▸ Given instruction 1:
Answer these questions about the studio project text:
(a) How many square feet does each of the two twin sound stages span?
(b) How far is Mansfield from Fort Worth?
(c) What total buildout cost has the Mansfield Economic Development Corp. projected?

▸ Quoted text:
<<<<

Super Studios USA filed a $50 million first-phase project with the Texas Department of Licensing and Regulation (TDLR) for 81,000 square feet of sound stages and production offices at 561 Easy Drive in Mansfield, with construction tentatively starting August 2026.
Mansfield is around 35 miles from Dallas, and 20 miles from Fort Worth.
Vision Extends Beyond Production Space
The initial build calls for two twin sound stages, each spanning 18,000 square feet, four individual stages, plus three-story production offices and a backlot with buildings designed as camera-ready sets.
The developers describe the campus as a vertically integrated, with on-site post-production suites, visual effects and color-correction facilities, a dedicated data center, and interconnected systems managed by "Super Studios AI Agents."
The full 75-acre vision extends well beyond production space. Future phases are planned to include retail, restaurants, condominiums or townhouses, two hotels, and an adjacent trade school. The Mansfield Economic Development Corp. has projected total buildout at $250 million and up to 2,000 jobs.

>>>>

[Data items]
<<<<

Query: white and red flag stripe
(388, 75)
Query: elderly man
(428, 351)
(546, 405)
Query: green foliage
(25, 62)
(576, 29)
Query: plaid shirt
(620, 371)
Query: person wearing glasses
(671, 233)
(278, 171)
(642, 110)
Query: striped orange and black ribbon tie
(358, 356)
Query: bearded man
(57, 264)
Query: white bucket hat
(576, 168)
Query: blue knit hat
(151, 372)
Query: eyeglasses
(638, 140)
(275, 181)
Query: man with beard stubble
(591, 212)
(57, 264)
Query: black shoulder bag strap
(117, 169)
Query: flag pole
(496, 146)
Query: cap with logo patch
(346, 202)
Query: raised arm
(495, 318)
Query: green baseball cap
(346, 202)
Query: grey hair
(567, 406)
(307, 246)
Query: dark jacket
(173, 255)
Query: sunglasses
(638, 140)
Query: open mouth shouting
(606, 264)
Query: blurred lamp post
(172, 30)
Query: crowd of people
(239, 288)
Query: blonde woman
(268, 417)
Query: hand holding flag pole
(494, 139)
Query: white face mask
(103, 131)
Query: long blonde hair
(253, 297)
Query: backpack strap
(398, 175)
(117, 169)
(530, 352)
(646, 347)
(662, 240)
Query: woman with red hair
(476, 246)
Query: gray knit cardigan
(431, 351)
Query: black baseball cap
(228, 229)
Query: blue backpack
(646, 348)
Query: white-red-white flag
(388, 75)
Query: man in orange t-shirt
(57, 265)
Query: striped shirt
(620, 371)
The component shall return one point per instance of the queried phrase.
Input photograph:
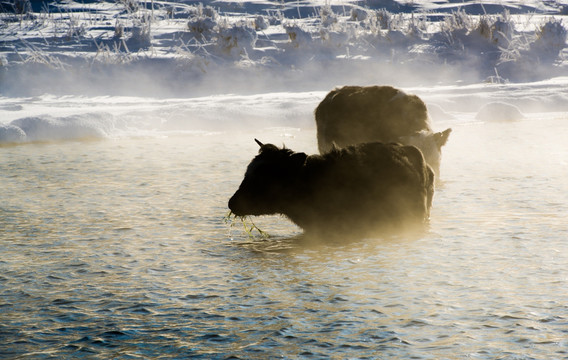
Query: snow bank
(183, 48)
(499, 112)
(49, 128)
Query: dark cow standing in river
(357, 190)
(359, 114)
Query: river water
(118, 248)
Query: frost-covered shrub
(260, 23)
(358, 14)
(130, 5)
(208, 11)
(141, 34)
(236, 40)
(385, 19)
(298, 37)
(502, 31)
(328, 17)
(201, 26)
(19, 6)
(203, 21)
(337, 39)
(118, 30)
(551, 38)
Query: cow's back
(372, 186)
(355, 114)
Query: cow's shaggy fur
(357, 190)
(356, 114)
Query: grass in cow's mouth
(248, 224)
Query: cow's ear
(442, 137)
(334, 147)
(298, 159)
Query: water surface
(118, 249)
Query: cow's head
(270, 182)
(431, 146)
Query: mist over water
(125, 130)
(118, 248)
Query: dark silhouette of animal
(357, 191)
(359, 114)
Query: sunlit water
(118, 249)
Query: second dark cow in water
(357, 190)
(359, 114)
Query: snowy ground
(107, 58)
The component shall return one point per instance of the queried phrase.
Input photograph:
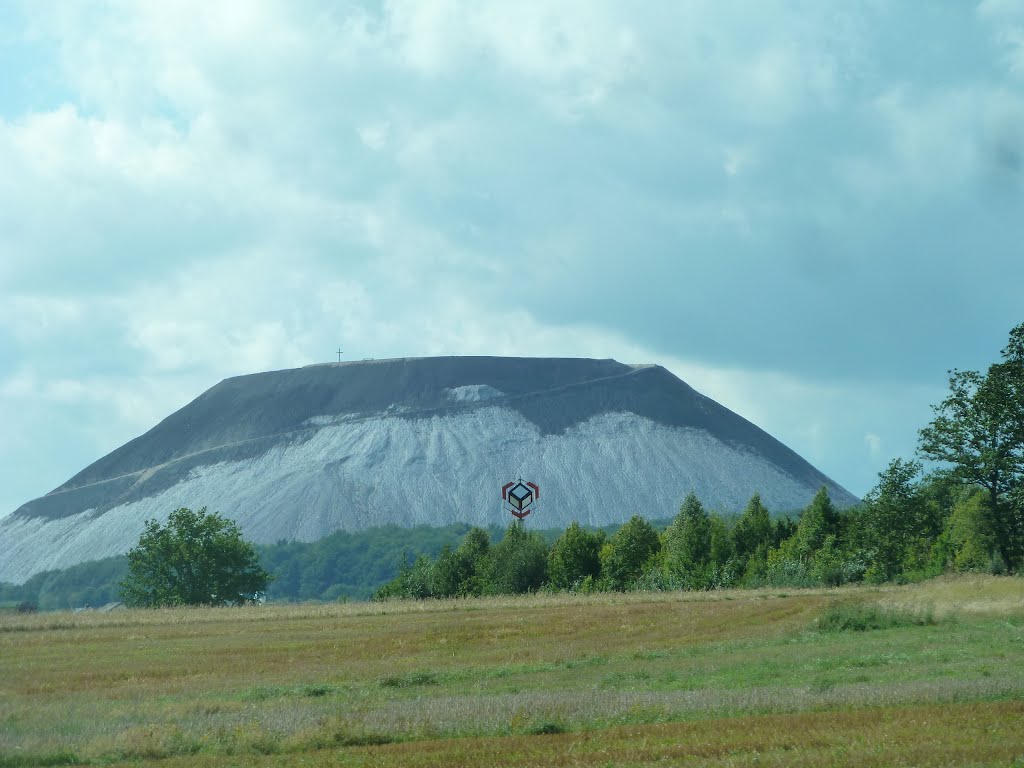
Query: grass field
(930, 674)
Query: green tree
(199, 558)
(459, 572)
(754, 529)
(979, 429)
(969, 534)
(627, 553)
(816, 523)
(894, 515)
(574, 557)
(686, 545)
(518, 563)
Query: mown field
(725, 678)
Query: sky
(809, 211)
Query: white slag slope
(407, 465)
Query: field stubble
(275, 683)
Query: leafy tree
(686, 545)
(627, 553)
(199, 558)
(460, 572)
(574, 556)
(517, 564)
(894, 514)
(979, 429)
(414, 581)
(969, 534)
(753, 532)
(816, 523)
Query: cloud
(807, 211)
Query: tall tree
(518, 563)
(894, 513)
(817, 522)
(626, 554)
(686, 547)
(754, 529)
(574, 556)
(199, 558)
(979, 429)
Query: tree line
(967, 513)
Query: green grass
(454, 679)
(863, 617)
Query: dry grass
(296, 681)
(987, 734)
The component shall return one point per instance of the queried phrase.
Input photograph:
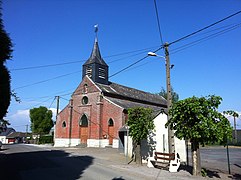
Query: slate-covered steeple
(95, 67)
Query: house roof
(16, 134)
(95, 56)
(127, 97)
(7, 132)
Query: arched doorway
(83, 129)
(111, 131)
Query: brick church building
(97, 111)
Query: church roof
(127, 97)
(95, 56)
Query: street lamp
(169, 95)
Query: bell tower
(95, 67)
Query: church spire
(95, 67)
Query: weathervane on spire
(96, 29)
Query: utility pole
(70, 120)
(235, 130)
(169, 98)
(57, 112)
(27, 128)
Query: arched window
(85, 100)
(84, 121)
(110, 122)
(86, 88)
(64, 124)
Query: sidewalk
(114, 159)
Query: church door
(84, 129)
(111, 131)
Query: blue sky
(51, 32)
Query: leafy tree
(235, 115)
(140, 122)
(3, 125)
(41, 120)
(5, 54)
(163, 93)
(197, 119)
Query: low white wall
(180, 148)
(3, 139)
(115, 143)
(65, 142)
(128, 147)
(102, 143)
(97, 142)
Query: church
(97, 112)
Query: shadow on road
(210, 174)
(43, 165)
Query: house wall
(157, 141)
(3, 139)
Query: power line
(158, 22)
(118, 72)
(202, 29)
(74, 62)
(45, 66)
(205, 38)
(39, 82)
(52, 102)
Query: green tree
(197, 119)
(5, 54)
(140, 122)
(41, 120)
(163, 93)
(235, 115)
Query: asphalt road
(19, 161)
(27, 162)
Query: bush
(46, 139)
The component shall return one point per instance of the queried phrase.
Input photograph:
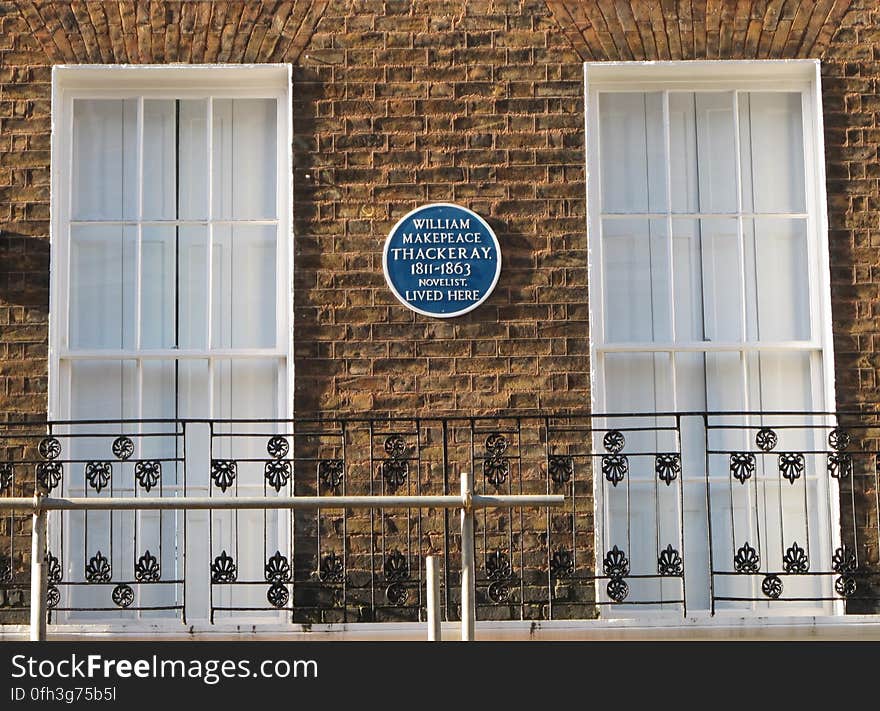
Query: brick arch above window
(163, 31)
(706, 29)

>>>>

▸ Given instruction 2:
How many lines of the records contain the word "lamp"? Reply with the number only.

▸ Task output 1:
(a) 18,000 square feet
(b) 20 miles
(c) $250 million

▸ Task output 2:
2